[Challenge] Transcribe every one of the records below verbatim, keeping each line unchanged.

[Exercise inputs]
* BEGIN *

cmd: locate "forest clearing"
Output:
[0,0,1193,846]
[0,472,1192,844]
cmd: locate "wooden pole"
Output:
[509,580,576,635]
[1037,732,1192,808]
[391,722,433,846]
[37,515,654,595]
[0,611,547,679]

* END *

[Result below]
cmd: locate "forest clearing"
Output:
[0,0,1193,846]
[0,472,1192,844]
cmd: locate "wooden pole"
Output:
[509,580,576,635]
[1037,732,1192,808]
[391,722,433,846]
[37,515,654,595]
[0,611,547,679]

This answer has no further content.